##### Task data #####

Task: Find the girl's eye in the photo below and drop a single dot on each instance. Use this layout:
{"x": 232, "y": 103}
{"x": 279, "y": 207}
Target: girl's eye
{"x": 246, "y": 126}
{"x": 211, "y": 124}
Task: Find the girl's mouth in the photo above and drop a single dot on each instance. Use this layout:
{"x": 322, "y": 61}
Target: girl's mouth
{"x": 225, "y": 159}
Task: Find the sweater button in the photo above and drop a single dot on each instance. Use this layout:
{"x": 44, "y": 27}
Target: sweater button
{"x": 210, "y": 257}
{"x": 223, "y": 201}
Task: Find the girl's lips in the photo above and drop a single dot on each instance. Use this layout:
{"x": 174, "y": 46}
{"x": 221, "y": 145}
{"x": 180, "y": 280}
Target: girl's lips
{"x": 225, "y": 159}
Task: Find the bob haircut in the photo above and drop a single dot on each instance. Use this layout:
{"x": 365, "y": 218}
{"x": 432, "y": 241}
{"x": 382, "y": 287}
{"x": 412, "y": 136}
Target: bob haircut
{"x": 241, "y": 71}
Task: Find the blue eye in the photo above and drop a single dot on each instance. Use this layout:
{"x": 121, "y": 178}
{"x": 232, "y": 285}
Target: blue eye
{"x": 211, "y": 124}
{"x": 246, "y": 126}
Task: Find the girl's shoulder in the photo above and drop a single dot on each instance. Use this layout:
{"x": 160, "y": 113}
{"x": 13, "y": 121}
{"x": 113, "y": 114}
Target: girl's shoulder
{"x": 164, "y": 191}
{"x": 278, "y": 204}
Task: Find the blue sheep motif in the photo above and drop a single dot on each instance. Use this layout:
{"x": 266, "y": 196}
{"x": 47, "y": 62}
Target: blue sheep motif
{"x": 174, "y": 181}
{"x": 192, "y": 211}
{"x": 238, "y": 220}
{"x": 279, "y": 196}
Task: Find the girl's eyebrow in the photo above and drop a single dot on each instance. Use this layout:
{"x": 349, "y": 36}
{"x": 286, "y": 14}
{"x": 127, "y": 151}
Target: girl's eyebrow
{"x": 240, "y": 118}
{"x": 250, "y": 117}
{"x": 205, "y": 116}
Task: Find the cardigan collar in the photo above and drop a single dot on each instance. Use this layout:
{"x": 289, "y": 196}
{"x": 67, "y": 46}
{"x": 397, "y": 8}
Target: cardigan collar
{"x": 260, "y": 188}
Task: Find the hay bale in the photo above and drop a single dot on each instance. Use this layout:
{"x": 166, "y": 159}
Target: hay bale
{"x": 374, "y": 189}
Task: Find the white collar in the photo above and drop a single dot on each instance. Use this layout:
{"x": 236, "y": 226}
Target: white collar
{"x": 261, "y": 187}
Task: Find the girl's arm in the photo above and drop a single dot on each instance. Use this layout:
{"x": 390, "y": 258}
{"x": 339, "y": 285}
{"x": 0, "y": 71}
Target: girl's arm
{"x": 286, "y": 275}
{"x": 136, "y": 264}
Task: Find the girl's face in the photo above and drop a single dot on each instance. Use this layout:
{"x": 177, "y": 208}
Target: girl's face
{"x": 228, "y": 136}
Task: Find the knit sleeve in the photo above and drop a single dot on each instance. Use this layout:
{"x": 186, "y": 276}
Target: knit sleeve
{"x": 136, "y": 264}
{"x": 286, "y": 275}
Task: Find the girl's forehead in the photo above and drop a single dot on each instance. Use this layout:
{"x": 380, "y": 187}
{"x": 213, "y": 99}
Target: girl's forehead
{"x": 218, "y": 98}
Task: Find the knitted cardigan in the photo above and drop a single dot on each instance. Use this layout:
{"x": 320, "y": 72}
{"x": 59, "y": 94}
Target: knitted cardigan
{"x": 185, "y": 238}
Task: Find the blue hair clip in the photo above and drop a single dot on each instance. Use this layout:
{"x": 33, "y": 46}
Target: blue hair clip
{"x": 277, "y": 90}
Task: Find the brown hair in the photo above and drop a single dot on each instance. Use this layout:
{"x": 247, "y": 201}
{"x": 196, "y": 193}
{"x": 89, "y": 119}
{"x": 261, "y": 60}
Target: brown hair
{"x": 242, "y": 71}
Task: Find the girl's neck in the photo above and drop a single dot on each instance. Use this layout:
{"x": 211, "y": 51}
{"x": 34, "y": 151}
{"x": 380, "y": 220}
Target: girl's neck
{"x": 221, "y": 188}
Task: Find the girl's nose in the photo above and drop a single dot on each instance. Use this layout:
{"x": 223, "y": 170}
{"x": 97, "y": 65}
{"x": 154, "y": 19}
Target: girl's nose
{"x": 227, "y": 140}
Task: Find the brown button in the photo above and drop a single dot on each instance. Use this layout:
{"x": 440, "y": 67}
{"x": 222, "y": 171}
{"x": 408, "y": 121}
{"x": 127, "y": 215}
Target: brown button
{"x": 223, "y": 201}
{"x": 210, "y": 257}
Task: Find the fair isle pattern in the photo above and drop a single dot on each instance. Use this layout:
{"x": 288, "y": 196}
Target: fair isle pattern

#####

Your task is to write out the lines from the one with "Task: Find the girl's neck" through the end of the records, exactly and with nothing added.

Result of the task =
Task: Find the girl's neck in the photo above and drop a single dot on each instance. Use this layout:
{"x": 211, "y": 51}
{"x": 34, "y": 151}
{"x": 380, "y": 220}
Target: girl's neck
{"x": 221, "y": 188}
Task: Find the girl's nose in the photo above and drop a single dot on each instance. Use this layout:
{"x": 223, "y": 170}
{"x": 97, "y": 65}
{"x": 154, "y": 19}
Target: girl's nose
{"x": 227, "y": 140}
Task: Find the brown button in the photo above and drop a single dot on each instance. Use this layout:
{"x": 440, "y": 67}
{"x": 222, "y": 171}
{"x": 408, "y": 121}
{"x": 127, "y": 215}
Target: brown button
{"x": 223, "y": 201}
{"x": 210, "y": 257}
Task: Find the fair isle pattern in the photo above and drop a single dot on each instance. Use this layout:
{"x": 288, "y": 196}
Target: fair isle pattern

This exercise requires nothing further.